Edit the data between the lines holding "child statue head" and "(256, 337), (344, 398)", inclusive, changing "bare tree" to "leafless tree" and leaving everything else the same. Return only those lines.
==========
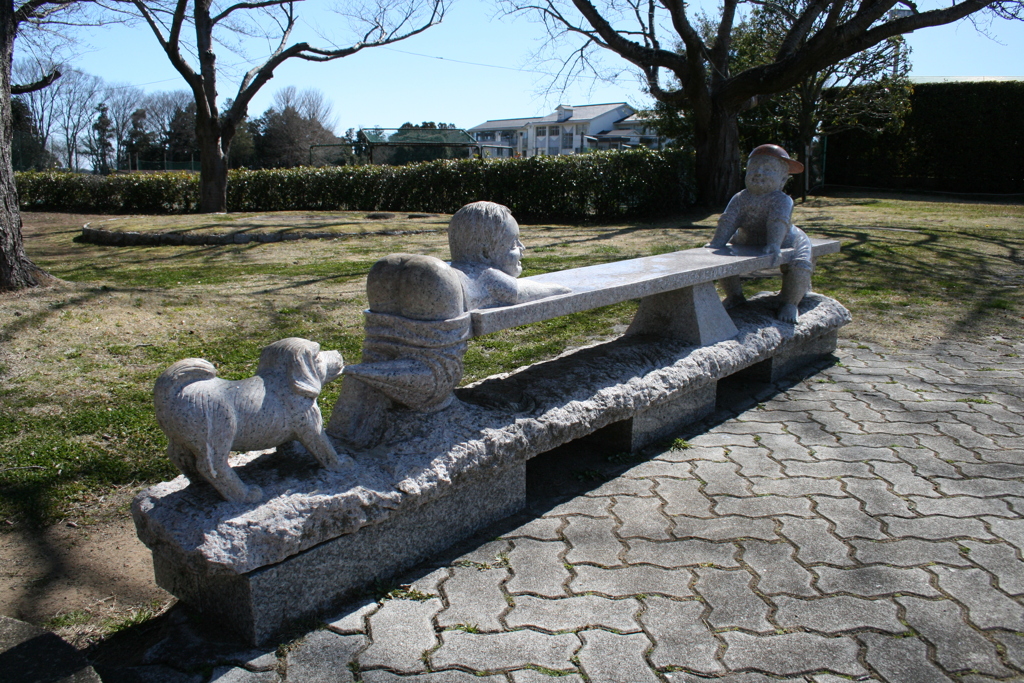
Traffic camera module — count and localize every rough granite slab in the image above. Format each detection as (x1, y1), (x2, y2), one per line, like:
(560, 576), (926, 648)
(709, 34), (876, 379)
(132, 294), (850, 574)
(470, 240), (840, 337)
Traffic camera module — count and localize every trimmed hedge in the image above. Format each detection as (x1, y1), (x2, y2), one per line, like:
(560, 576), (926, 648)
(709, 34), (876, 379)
(16, 148), (694, 219)
(825, 81), (1024, 194)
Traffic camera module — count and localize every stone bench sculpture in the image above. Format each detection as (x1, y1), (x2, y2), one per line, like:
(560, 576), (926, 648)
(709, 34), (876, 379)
(132, 145), (850, 643)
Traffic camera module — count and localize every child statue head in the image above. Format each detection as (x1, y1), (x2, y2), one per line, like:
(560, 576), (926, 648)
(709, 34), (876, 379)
(744, 144), (804, 195)
(449, 202), (523, 278)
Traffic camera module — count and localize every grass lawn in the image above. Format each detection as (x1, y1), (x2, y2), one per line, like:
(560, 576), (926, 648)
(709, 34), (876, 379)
(0, 195), (1024, 528)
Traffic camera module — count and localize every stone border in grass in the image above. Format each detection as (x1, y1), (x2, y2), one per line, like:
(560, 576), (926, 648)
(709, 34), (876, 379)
(79, 223), (446, 247)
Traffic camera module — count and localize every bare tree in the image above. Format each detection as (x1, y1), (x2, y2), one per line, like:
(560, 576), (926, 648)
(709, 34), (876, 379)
(502, 0), (1024, 205)
(0, 0), (108, 292)
(13, 59), (62, 146)
(52, 70), (103, 171)
(132, 0), (450, 212)
(102, 83), (145, 168)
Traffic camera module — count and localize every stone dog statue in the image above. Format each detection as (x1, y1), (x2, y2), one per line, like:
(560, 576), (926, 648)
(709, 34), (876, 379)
(154, 337), (352, 503)
(708, 144), (814, 323)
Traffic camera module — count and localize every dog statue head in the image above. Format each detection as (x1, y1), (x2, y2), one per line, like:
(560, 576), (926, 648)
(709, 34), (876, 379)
(256, 337), (344, 398)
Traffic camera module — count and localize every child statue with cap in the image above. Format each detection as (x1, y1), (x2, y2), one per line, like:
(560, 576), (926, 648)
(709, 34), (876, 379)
(708, 144), (814, 323)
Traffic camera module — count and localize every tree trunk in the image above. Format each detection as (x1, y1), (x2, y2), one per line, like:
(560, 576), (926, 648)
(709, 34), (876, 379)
(195, 114), (229, 213)
(0, 0), (45, 292)
(693, 108), (742, 207)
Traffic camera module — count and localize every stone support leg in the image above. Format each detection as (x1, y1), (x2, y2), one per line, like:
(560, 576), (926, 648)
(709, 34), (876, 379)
(626, 283), (738, 346)
(600, 382), (718, 453)
(153, 460), (526, 645)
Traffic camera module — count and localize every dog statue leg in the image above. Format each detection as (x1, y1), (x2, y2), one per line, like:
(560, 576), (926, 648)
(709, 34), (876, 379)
(196, 434), (263, 503)
(296, 403), (355, 471)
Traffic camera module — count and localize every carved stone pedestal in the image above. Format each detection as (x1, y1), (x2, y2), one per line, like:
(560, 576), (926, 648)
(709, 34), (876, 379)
(132, 295), (850, 643)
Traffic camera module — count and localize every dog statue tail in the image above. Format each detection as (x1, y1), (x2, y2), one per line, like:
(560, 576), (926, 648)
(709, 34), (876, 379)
(154, 358), (217, 395)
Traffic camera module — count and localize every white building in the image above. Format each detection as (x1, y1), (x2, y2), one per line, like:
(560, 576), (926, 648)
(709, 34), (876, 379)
(468, 102), (666, 157)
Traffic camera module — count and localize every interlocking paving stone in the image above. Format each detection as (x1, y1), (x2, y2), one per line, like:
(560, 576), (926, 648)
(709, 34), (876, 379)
(759, 434), (813, 461)
(653, 444), (726, 462)
(504, 517), (563, 541)
(625, 460), (693, 479)
(910, 496), (1016, 517)
(850, 539), (971, 567)
(562, 511), (618, 566)
(814, 497), (886, 539)
(729, 449), (783, 477)
(505, 539), (569, 598)
(430, 629), (580, 672)
(897, 596), (1013, 676)
(985, 517), (1024, 551)
(897, 449), (959, 478)
(657, 479), (711, 517)
(505, 595), (640, 633)
(936, 422), (999, 451)
(694, 567), (774, 631)
(772, 595), (906, 633)
(673, 515), (778, 541)
(640, 597), (724, 674)
(544, 496), (611, 517)
(814, 443), (899, 463)
(935, 478), (1021, 497)
(569, 564), (693, 598)
(962, 541), (1024, 595)
(360, 598), (443, 674)
(859, 633), (953, 683)
(782, 460), (874, 479)
(454, 539), (512, 569)
(665, 672), (811, 683)
(751, 476), (843, 496)
(933, 565), (1024, 631)
(814, 564), (940, 598)
(626, 539), (739, 568)
(715, 496), (814, 517)
(782, 517), (854, 565)
(512, 669), (583, 683)
(843, 433), (918, 450)
(327, 600), (377, 634)
(879, 515), (991, 541)
(360, 669), (505, 683)
(693, 462), (751, 496)
(611, 497), (672, 540)
(742, 541), (818, 596)
(580, 631), (659, 683)
(210, 667), (280, 683)
(722, 631), (867, 676)
(961, 463), (1024, 479)
(843, 475), (914, 517)
(587, 477), (654, 498)
(437, 567), (509, 631)
(690, 432), (758, 449)
(286, 630), (366, 683)
(993, 633), (1024, 671)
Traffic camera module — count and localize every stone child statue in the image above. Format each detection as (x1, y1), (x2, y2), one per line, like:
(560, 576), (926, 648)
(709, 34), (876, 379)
(449, 202), (570, 310)
(708, 144), (814, 323)
(328, 202), (570, 449)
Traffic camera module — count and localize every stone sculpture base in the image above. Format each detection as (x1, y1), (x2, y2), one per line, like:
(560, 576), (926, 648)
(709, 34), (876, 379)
(132, 294), (850, 644)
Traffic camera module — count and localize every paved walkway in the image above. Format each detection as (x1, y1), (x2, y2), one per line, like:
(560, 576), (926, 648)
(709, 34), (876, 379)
(112, 340), (1024, 683)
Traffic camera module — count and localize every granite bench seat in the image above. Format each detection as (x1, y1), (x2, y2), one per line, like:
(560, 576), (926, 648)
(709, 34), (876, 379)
(132, 240), (850, 643)
(470, 240), (840, 344)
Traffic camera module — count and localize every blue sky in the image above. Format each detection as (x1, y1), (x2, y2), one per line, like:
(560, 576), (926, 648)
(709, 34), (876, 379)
(54, 0), (1024, 132)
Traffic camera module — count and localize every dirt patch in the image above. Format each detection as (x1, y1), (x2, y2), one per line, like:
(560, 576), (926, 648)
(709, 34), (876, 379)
(0, 489), (174, 649)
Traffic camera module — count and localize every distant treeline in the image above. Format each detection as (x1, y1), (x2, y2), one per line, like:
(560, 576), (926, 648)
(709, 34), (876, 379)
(825, 81), (1024, 194)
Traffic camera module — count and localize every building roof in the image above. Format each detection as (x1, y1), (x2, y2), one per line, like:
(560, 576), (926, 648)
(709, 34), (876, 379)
==========
Final answer >>
Traffic camera module — count and localize every child statue head in the image above. Format each detection as (x1, y1), (x2, y2), one per line, like:
(560, 576), (926, 648)
(709, 34), (876, 379)
(744, 144), (804, 195)
(449, 202), (523, 278)
Traffic camera module — count and localize every grass lawn in the image above. Format each detection as (x1, y1), (x2, y2), one per line, like:
(560, 576), (926, 648)
(709, 34), (876, 379)
(0, 195), (1024, 528)
Traffic camera module — count and localize every stone border in grass in the image above. Format each detection as (x1, y1), (x2, y2), one per line, like:
(560, 576), (926, 648)
(709, 34), (876, 379)
(79, 223), (446, 247)
Traffic camera module — count and localize every leafless tree in the image above. Format each detection as (x1, y1), (x2, y2), one per line, like:
(560, 576), (926, 648)
(709, 34), (876, 379)
(502, 0), (1024, 205)
(0, 0), (108, 292)
(13, 59), (62, 146)
(52, 70), (103, 171)
(132, 0), (450, 212)
(102, 83), (145, 168)
Traffic camera module — count and localize every stone dog statue in the image above. Format each detection as (x1, y1), (x2, y2), one per line, like:
(560, 576), (926, 648)
(709, 34), (876, 379)
(154, 337), (352, 503)
(708, 144), (814, 323)
Traffic camera module — count and localize every dog statue head in the image above. Format each detection as (x1, y1), (x2, y2), one per line, like:
(560, 576), (926, 648)
(709, 34), (876, 379)
(256, 337), (344, 398)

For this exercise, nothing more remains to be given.